◆ TASK REQUIREMENTS ◆
A: In the New Year's post, what date does the calendar give for the first Run the Woodlands run of the year?
B: Write the next part of the New Year's post, starting after its final sentence.

◆ PASSAGE SHOWN ◆

════════════════

Happy New Year!!! (blow noise maker, throw confetti, kiss random stranger ‘cause it’s New Year’s and that makes it ok and what better way to start the year other than random, albeit mild, fornication)
My calendar shows the first Run the Woodlands run of the year to be January 10, 2009. Might be a good time for me to take a baseline and determine what would be needed to take a shot at my first ever second marathon. I’m only taking 6 classes between now and then. What the hell, right?
Speaking of classes, one of the assignments last semester was reading the absolutely dreadful book “The Earth Is Flat” by Tom Friedman. Tom is a great columnist, but his book was exceptionally hard to read in no small part because he regularly takes 200 words to state something that can easily be stated in 50. His follow up book is “Hot, Flat, and Crowded”, a book which I decided to be a gamer and take a shot at reading despite the dreadfulness of his other tome and I wasn’t disappointed. The first 100 pages or so were just as dreadful as the previous book, so I put it down. Eventually I’ll get back to it, I suspect.

════════════════

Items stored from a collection
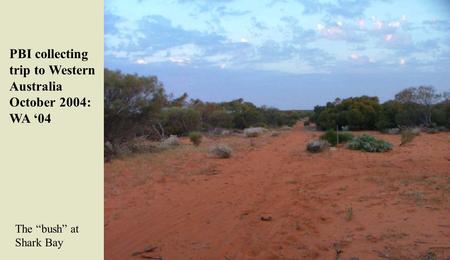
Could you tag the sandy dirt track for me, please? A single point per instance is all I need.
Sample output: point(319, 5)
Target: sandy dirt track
point(340, 204)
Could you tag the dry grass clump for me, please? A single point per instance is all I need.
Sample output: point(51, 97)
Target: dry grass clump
point(317, 146)
point(275, 133)
point(221, 151)
point(368, 143)
point(171, 141)
point(408, 135)
point(196, 138)
point(253, 131)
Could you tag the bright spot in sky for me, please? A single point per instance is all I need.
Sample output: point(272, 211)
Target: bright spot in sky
point(388, 37)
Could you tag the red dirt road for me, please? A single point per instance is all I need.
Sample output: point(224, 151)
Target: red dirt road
point(334, 205)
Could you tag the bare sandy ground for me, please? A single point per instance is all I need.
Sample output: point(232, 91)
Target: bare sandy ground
point(341, 204)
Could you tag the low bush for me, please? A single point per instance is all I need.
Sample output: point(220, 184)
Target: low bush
point(253, 131)
point(317, 146)
point(331, 137)
point(275, 133)
point(171, 141)
point(221, 151)
point(368, 143)
point(407, 135)
point(196, 138)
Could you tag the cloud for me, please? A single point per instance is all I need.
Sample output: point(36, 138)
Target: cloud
point(343, 8)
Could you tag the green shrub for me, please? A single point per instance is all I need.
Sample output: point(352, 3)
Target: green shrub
point(180, 121)
point(407, 136)
point(331, 137)
point(317, 146)
point(196, 138)
point(221, 151)
point(368, 143)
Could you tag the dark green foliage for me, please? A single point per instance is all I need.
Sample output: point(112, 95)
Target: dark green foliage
point(331, 137)
point(368, 143)
point(317, 146)
point(357, 113)
point(196, 138)
point(407, 135)
point(180, 120)
point(421, 106)
point(132, 104)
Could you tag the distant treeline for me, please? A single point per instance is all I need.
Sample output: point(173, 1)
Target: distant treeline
point(415, 106)
point(139, 106)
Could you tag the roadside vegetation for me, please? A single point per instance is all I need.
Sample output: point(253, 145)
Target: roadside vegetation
point(138, 106)
point(138, 112)
point(411, 107)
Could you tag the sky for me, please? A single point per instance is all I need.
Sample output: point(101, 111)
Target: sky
point(289, 54)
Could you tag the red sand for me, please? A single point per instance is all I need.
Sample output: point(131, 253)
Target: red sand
point(334, 205)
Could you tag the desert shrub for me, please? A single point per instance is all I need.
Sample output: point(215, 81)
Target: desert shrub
point(142, 145)
point(368, 143)
point(407, 136)
point(317, 146)
point(275, 133)
point(220, 119)
point(331, 137)
point(196, 138)
point(356, 112)
point(253, 131)
point(180, 120)
point(221, 151)
point(132, 104)
point(171, 141)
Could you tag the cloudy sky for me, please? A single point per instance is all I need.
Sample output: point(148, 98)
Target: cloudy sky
point(282, 53)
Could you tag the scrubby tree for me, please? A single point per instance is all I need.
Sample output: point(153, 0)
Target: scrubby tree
point(132, 105)
point(424, 96)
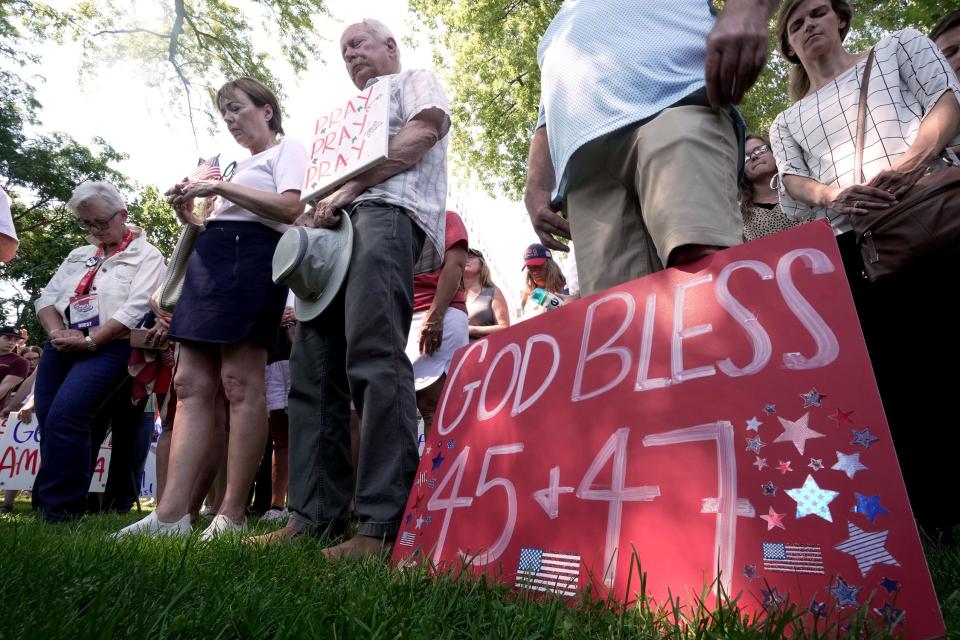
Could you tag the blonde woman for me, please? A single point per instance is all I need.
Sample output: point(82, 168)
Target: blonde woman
point(541, 273)
point(486, 306)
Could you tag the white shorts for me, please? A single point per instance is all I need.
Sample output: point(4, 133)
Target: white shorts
point(278, 384)
point(426, 369)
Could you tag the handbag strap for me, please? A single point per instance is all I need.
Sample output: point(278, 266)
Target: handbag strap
point(862, 119)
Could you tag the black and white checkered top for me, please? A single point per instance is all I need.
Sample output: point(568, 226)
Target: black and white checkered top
point(815, 137)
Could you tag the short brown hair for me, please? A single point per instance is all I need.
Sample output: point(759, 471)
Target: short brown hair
point(947, 23)
point(259, 94)
point(799, 80)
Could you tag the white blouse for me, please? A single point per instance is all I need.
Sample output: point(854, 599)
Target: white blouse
point(816, 137)
point(124, 283)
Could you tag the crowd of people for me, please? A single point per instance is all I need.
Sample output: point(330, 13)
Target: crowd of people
point(300, 399)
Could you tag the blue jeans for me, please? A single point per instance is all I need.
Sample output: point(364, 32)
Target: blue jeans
point(70, 390)
point(355, 350)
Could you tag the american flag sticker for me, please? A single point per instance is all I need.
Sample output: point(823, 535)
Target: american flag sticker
point(792, 558)
point(548, 571)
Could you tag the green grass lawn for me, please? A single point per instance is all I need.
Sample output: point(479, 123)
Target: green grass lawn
point(73, 581)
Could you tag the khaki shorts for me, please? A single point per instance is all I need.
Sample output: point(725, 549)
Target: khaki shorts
point(635, 195)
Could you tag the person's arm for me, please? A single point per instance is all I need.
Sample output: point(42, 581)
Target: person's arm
point(737, 49)
point(8, 384)
point(279, 207)
point(500, 313)
point(938, 128)
point(451, 273)
point(8, 247)
point(404, 150)
point(537, 195)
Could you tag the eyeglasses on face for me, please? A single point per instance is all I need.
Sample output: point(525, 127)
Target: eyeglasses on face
point(756, 153)
point(89, 225)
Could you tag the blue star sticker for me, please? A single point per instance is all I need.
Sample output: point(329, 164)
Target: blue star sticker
point(772, 598)
point(849, 464)
point(818, 609)
point(845, 594)
point(812, 398)
point(870, 507)
point(864, 438)
point(812, 500)
point(755, 444)
point(890, 585)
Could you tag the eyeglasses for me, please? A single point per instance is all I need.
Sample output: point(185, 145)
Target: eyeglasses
point(89, 225)
point(756, 153)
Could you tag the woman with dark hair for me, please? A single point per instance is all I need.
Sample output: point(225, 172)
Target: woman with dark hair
point(759, 201)
point(946, 35)
point(486, 306)
point(229, 311)
point(912, 114)
point(541, 273)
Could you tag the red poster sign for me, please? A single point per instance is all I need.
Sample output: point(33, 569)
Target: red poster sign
point(717, 419)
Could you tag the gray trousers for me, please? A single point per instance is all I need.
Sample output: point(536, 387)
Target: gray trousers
point(355, 350)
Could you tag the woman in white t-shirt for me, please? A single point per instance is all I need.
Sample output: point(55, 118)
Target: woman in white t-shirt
point(229, 311)
point(912, 114)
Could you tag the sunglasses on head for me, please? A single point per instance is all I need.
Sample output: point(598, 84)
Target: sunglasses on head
point(756, 153)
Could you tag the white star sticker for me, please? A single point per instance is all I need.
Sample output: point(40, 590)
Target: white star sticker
point(797, 432)
point(812, 500)
point(849, 464)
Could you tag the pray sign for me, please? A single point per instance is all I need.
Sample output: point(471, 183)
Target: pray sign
point(721, 420)
point(348, 138)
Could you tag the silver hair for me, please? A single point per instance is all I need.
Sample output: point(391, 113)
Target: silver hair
point(86, 191)
point(381, 31)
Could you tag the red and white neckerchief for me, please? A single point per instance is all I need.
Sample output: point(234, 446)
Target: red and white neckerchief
point(96, 261)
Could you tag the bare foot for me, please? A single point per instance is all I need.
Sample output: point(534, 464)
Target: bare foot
point(357, 547)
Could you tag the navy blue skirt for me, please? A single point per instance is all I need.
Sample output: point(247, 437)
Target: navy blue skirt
point(228, 295)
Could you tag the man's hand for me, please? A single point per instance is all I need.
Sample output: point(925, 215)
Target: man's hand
point(546, 222)
point(897, 183)
point(431, 335)
point(65, 333)
point(737, 50)
point(70, 344)
point(327, 212)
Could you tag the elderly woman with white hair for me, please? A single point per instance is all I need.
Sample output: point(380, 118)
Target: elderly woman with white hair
point(98, 294)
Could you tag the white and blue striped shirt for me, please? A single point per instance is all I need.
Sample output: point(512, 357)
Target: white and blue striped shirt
point(605, 64)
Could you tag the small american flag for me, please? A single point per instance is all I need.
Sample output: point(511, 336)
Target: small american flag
point(549, 571)
point(208, 169)
point(792, 558)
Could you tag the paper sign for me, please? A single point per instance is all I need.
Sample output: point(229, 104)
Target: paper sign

════════════════

◆ ANSWERS TO THE EXERCISES ◆
A: January 10, 2009.

B:
I took 3 things away from the first 100 pages of that book: 1. I am not nearly embarrassed of my country as Mr. Friedman, 2. Very few people look at the bad parts of the amazing technological explosions that have happened over the last 20 years or so, and 3. Nobody considers the consequences of correcting the climate change (or, as I prefer to consider it, pollution) issue.
1. Not much comment needed on that one. Yes, we have image problems. Yes, there’s a communication problem. Yes, better ideas are needed to address security infrastructure while maintaining open doors. Yes, it’s better to import students and not be so quick to deport people and better ideas are needed on the immigration front. But no, I don’t think we’re any worse at it than anyone else, we just do it more. Take any nation and have it trade places with the US and that nation will have the very same issues.
2. Yes, technology has brought is all closer, but it has also increased the degree to which the haves are separated from the have nots. For a graphic depiction, imagine a triangle. The have nots are on bottom and the haves are on top, the degree of separation is the angle on the base. Shorten the base (that is, bring everyone close) and the angle gets wider, approaching the maximum of 90 degrees. It’s not that the top is any further from the bottom, it’s just the degree of separation is greater. Simplistic, yes. Accurate, maybe. But for all the good and bringing people closer, technology also serves to keep them apart.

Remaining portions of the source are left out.